TEKS BACAAN:
Narasi dan Identitas Dayak dalam Konteks Kolonial dan Gerakan Literasi Modern

Dayak, Melayu, asli, Literasi Dayak, Penerbit Lembaga Literasi Dayak, LLD, WAG Literasi Dayak,

 

Narasi dan Identitas Dayak dalam konteks kolonial dan Gerakan Literasi Modern by Grok.
Narasi dan Identitas Dayak dalam konteks kolonial dan Gerakan Literasi Modern by Grok.

Peneliti: Masri Sareb Putra, M.A.
Tanggal rilis: 06 Juli 2025


Pendahuluan

Penelitian ini bertujuan untuk menganalisis perkembangan narasi dan identitas masyarakat Dayak dalam konteks sejarah kolonial serta respons modern melalui gerakan literasi. 

Fokus penelitian mencakup tiga aspek utama:

  1.  ketiadaan tradisi tulis sebagai faktor dominasi narasi luar,
  2.  konstruksi identitas oleh kolonial yang tidak selaras dengan realitas sosial lokal, dan 
  3. kebangkitan gerakan literasi Dayak sejak 1990-an hingga perkembangan terkini pada 2023.

Penelitian ini menggunakan pendekatan sejarah dan sosiologis dengan sumber data dari dokumen kolonial, literatur akademik, serta laporan perkembangan literasi Dayak modern dan kontemporer.

Latar Belakang

Masyarakat Dayak, sebagai salah satu komunitas adat terbesar di Borneo, memiliki sejarah panjang dalam mempertahankan identitas budaya mereka di tengah tekanan eksternal. 

👉 Baca juga FILSAFAT DAYAK Usaha Rasional Memahami Zat Tertinggi, Penduduk Asli, Alam Semesta, dan Budaya Borneo Masa ke Masa

Selama periode kolonial, narasi tentang Dayak dibentuk oleh pihak luar, terutama melalui dokumen-dokumen Belanda dan Inggris. Namun, sejak akhir abad ke-20, muncul upaya dari dalam komunitas Dayak untuk merebut kembali narasi mereka melalui tradisi tulis modern.

Temuan Penelitian

1. Ketiadaan Tradisi Tulis dan Dominasi Narasi Luar

Salah satu faktor fundamental yang menyebabkan terpinggirkannya suara masyarakat Dayak dalam konstruksi narasi sejarah dan identitas budaya mereka adalah ketiadaan tradisi tulis pada masa pra-kolonial hingga kolonial. Pada periode tersebut, masyarakat Dayak memiliki sistem pengetahuan yang sangat kaya dan berakar kuat dalam tradisi lisan. Pengetahuan, nilai-nilai leluhur, dan sejarah komunitas ditransmisikan dari generasi ke generasi melalui cerita rakyat, mitos, ritus adat, nyanyian, serta simbol-simbol visual seperti ukiran kayu, lukisan gua, dan tato tubuh. Sistem ini, meskipun kompleks dan penuh makna, tidak diterima sebagai bentuk legitimasi pengetahuan dalam kerangka epistemologis Barat yang menjunjung tinggi budaya tulis.

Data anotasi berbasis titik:
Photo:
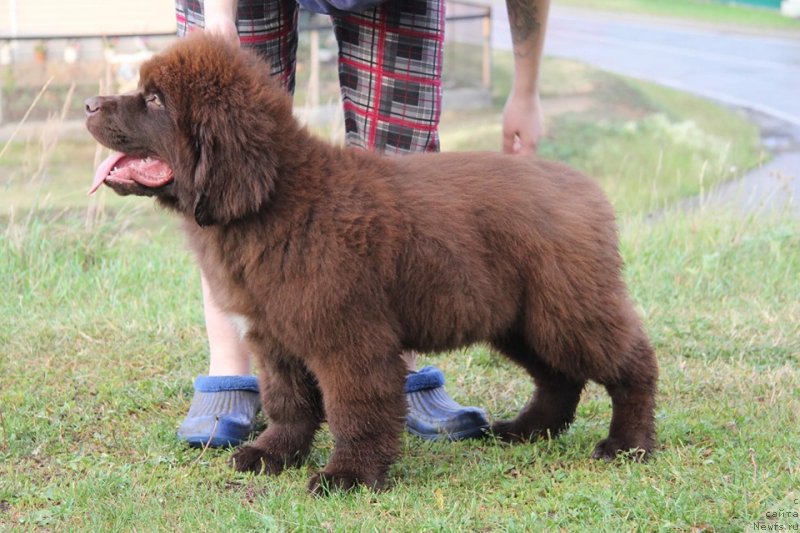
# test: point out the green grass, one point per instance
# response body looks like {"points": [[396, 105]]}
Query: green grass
{"points": [[647, 145], [101, 332], [697, 10], [104, 331]]}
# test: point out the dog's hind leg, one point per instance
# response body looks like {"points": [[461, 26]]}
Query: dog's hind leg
{"points": [[551, 409], [293, 404], [366, 409], [632, 391]]}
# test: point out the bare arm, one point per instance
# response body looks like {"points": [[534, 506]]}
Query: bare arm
{"points": [[522, 117], [220, 18]]}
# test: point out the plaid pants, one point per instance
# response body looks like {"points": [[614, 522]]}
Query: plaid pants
{"points": [[390, 64]]}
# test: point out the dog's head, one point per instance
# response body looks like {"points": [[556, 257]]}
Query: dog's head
{"points": [[199, 133]]}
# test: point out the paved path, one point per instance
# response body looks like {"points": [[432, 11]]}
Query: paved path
{"points": [[745, 69]]}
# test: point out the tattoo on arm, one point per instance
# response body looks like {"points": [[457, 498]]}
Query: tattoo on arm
{"points": [[523, 19]]}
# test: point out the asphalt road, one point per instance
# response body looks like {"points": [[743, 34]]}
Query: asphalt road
{"points": [[751, 70]]}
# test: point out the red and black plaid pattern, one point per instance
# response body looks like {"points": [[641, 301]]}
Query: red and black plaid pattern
{"points": [[270, 27], [390, 69], [390, 64]]}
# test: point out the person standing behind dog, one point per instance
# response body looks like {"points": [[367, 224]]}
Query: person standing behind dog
{"points": [[390, 67]]}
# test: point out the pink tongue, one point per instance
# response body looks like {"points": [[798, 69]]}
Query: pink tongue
{"points": [[147, 172]]}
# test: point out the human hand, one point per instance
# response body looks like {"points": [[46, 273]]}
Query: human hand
{"points": [[522, 123], [220, 19]]}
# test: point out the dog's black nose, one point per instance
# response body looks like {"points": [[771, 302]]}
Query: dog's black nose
{"points": [[94, 104]]}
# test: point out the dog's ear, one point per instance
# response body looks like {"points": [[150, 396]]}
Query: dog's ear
{"points": [[234, 175]]}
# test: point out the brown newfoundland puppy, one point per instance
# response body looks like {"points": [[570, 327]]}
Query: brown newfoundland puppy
{"points": [[335, 260]]}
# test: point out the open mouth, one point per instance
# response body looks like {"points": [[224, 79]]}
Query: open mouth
{"points": [[123, 168]]}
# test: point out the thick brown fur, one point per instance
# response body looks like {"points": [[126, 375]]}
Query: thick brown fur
{"points": [[336, 260]]}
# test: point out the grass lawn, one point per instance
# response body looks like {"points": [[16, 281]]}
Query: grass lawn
{"points": [[706, 11], [101, 333]]}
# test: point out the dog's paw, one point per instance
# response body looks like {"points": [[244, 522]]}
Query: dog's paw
{"points": [[508, 431], [610, 448], [252, 459], [323, 484]]}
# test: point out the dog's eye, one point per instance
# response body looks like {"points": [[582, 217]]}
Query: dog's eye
{"points": [[154, 100]]}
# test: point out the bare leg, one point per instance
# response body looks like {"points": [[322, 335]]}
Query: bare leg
{"points": [[228, 353]]}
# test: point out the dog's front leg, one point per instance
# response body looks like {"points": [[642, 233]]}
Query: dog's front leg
{"points": [[293, 404], [366, 409]]}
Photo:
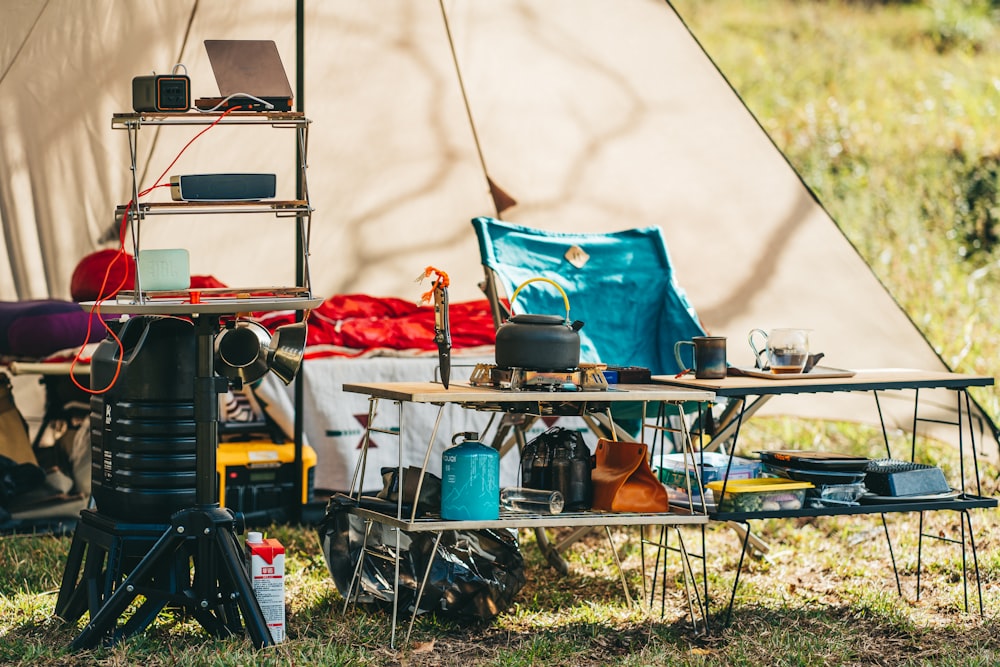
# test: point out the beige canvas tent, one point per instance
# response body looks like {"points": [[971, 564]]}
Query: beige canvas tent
{"points": [[593, 115]]}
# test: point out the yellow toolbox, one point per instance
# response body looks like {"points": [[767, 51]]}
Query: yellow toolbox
{"points": [[259, 475]]}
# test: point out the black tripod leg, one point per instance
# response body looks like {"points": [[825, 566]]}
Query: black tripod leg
{"points": [[102, 623], [71, 602]]}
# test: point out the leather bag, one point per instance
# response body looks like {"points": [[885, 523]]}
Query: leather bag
{"points": [[623, 480]]}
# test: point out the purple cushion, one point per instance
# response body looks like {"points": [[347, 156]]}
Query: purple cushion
{"points": [[41, 327]]}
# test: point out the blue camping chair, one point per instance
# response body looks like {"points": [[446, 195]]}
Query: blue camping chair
{"points": [[620, 284]]}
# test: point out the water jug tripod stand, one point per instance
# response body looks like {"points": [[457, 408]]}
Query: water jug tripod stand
{"points": [[196, 563]]}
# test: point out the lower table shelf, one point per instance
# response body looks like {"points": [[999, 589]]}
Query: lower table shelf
{"points": [[521, 520], [962, 502]]}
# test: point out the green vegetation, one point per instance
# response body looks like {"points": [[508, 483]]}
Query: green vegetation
{"points": [[889, 111]]}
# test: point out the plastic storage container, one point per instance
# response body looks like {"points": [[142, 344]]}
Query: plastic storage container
{"points": [[676, 467], [767, 494]]}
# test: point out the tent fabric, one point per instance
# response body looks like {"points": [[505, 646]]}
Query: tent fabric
{"points": [[593, 115]]}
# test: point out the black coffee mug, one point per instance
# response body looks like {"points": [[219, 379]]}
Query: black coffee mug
{"points": [[709, 356]]}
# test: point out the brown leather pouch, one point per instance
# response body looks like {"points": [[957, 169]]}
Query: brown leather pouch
{"points": [[623, 480]]}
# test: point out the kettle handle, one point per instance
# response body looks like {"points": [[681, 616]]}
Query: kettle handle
{"points": [[546, 280]]}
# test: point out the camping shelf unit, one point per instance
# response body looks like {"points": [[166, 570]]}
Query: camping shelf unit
{"points": [[220, 591], [299, 208]]}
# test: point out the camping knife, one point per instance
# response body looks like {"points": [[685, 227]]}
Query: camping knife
{"points": [[442, 332]]}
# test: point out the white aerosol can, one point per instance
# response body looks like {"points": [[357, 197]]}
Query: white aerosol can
{"points": [[267, 572]]}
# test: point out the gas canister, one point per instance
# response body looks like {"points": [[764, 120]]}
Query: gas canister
{"points": [[470, 480]]}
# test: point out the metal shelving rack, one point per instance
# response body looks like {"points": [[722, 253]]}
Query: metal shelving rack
{"points": [[299, 208]]}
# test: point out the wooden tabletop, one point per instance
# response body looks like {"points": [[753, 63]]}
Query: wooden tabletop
{"points": [[434, 392], [863, 380]]}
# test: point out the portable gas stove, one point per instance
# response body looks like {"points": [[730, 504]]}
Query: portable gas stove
{"points": [[589, 377]]}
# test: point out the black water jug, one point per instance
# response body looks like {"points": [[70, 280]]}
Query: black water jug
{"points": [[559, 460]]}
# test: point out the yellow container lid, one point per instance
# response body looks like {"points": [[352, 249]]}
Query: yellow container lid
{"points": [[759, 485]]}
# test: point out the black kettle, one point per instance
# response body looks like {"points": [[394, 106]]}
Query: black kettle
{"points": [[539, 342]]}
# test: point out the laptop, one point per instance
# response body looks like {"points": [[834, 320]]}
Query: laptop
{"points": [[247, 67]]}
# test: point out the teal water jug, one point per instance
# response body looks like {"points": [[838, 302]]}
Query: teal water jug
{"points": [[470, 480]]}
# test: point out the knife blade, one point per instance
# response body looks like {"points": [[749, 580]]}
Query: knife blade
{"points": [[442, 332]]}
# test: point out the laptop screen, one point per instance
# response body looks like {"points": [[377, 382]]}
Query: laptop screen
{"points": [[248, 66]]}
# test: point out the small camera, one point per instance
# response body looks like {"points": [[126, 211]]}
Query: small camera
{"points": [[161, 92]]}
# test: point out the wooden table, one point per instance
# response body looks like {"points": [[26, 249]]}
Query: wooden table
{"points": [[870, 380], [486, 398]]}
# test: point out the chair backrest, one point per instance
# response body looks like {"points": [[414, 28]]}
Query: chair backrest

TUGAS ANDA:
A. Jawablah pertanyaan berikut berdasarkan teks tentang narasi dan identitas Dayak.
(i) Pendekatan apa yang digunakan dalam penelitian ini?
(ii) Selama periode kolonial, narasi tentang Dayak terutama dibentuk melalui dokumen dari pihak mana saja?
(iii) Simbol visual apa saja yang disebut sebagai sarana penerusan pengetahuan dalam tradisi lisan Dayak?
B. Kutip tanpa perubahan bagian teks tentang narasi dan identitas Dayak, mulai dari "Penelitian ini bertujuan" terus ke bawah hingga "terkini pada 2023.".

JAWABAN LENGKAP:
A.
(i) Pendekatan sejarah dan sosiologis.
(ii) Dokumen-dokumen Belanda dan Inggris.
(iii) Ukiran kayu, lukisan gua, dan tato tubuh.

B.
Penelitian ini bertujuan untuk menganalisis perkembangan narasi dan identitas masyarakat Dayak dalam konteks sejarah kolonial serta respons modern melalui gerakan literasi. 

Fokus penelitian mencakup tiga aspek utama:

  1.  ketiadaan tradisi tulis sebagai faktor dominasi narasi luar,
  2.  konstruksi identitas oleh kolonial yang tidak selaras dengan realitas sosial lokal, dan 
  3. kebangkitan gerakan literasi Dayak sejak 1990-an hingga perkembangan terkini pada 2023.